### WHAT IS ASKED
Render every line of the entries below as a JSON list of strings, one string per line, with blank lines left out.
◆ ◆ ◆ ◆
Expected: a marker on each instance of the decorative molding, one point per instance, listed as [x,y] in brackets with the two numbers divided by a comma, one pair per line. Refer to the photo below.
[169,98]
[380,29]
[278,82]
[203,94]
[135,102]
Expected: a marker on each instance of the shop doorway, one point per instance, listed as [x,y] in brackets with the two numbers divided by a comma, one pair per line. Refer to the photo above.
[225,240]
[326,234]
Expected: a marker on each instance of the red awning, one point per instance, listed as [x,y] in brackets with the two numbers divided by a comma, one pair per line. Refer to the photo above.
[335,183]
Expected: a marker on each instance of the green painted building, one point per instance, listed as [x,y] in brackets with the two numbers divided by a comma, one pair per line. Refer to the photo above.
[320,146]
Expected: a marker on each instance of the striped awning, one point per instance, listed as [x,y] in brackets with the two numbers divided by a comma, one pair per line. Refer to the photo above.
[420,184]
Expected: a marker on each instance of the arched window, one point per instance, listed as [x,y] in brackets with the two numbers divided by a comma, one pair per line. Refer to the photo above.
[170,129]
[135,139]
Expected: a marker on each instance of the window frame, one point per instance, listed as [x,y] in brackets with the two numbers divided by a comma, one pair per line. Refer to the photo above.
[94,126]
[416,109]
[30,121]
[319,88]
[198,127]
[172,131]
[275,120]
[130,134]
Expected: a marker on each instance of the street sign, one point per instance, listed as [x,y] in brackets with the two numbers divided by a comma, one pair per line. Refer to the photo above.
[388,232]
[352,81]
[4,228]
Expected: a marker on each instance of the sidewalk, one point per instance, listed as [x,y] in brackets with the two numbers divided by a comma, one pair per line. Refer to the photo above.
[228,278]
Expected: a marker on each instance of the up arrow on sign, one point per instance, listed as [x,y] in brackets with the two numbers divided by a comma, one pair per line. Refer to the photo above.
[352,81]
◆ ◆ ◆ ◆
### SOLUTION TO THE EXERCISE
[
  "Expected: a marker on each instance of the decorative molding, one point per instance, listed as [x,y] in brackets with the two numbers divided by a comma, one pair per line. Refer to the photo below.",
  "[169,98]",
  "[380,29]",
  "[278,82]",
  "[203,94]",
  "[135,102]",
  "Expected: a marker on each instance of the shop doorway, one point per instance, listed as [x,y] in brackets with the two numbers divided by a comma, one pair per line. Refer to the photo above.",
  "[225,240]",
  "[326,234]",
  "Expected: a marker on each instance of the red awning, one point per instance, listed as [x,y] in brackets with the two numbers divided by a comma, one pair per line. Refer to the photo above.",
  "[335,183]",
  "Expected: a marker on each instance of the green painted building, one point per instance, listed as [x,y] in brackets with the two numbers divided by a comma, one pair per line. Refer to the photo above.",
  "[320,146]",
  "Expected: a marker on each instance of the striped awning, one point per instance, listed as [x,y] in brackets with the two numbers divided by a comma, one pair per line. Refer to the photo above.",
  "[420,184]",
  "Expected: a marker on each instance of the arched window, one point per instance, listed as [x,y] in brackets with the two numbers divided by a comma, one pair per line. Refer to the photo above.",
  "[170,129]",
  "[135,139]",
  "Expected: a marker on each instance of the window frame, one point per instance, listed as [x,y] in brackets with the two numbers divided by a comma, one pair per line. Refer to the photo above.",
  "[94,126]",
  "[416,109]",
  "[30,121]",
  "[319,88]",
  "[198,127]",
  "[172,131]",
  "[275,120]",
  "[130,134]",
  "Expected: a marker on each instance of the street sign, one point per instance, listed as [x,y] in brackets with the two numbers divided by a comma, one pair per line. Refer to the photo above.",
  "[388,232]",
  "[352,81]",
  "[4,228]",
  "Expected: a marker on each instance of the sidewalk, one point per instance, listed as [x,y] in brackets with the two numbers divided by a comma, one pair per line. Refer to the photo above.",
  "[228,278]",
  "Expected: a marker on each instance of the up arrow on sign, one point per instance, listed as [x,y] in brackets with the two numbers divided by a comma, one pair per line. Refer to the photo above.",
  "[352,81]"
]